▸ Material de entrada
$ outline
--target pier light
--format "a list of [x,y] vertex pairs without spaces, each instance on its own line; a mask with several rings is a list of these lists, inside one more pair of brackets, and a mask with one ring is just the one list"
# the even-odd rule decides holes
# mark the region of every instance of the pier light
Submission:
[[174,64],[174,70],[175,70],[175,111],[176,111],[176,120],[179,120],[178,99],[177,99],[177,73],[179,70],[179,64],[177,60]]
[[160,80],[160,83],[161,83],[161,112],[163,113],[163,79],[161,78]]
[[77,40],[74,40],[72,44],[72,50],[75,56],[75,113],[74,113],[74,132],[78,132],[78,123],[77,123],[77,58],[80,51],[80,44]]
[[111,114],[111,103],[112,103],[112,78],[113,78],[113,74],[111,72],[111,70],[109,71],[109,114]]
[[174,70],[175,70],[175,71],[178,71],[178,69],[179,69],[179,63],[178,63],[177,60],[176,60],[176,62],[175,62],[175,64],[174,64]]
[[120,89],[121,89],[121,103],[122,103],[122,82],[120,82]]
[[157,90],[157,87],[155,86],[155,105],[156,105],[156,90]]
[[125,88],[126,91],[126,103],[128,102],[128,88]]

▸ Objetivo do exercício
Extraia do material todas as linhas em que aparece a palavra "light". Diferencie maiúsculas de minúsculas.

▸ Resposta correta
--target pier light
# mark the region of every instance of the pier light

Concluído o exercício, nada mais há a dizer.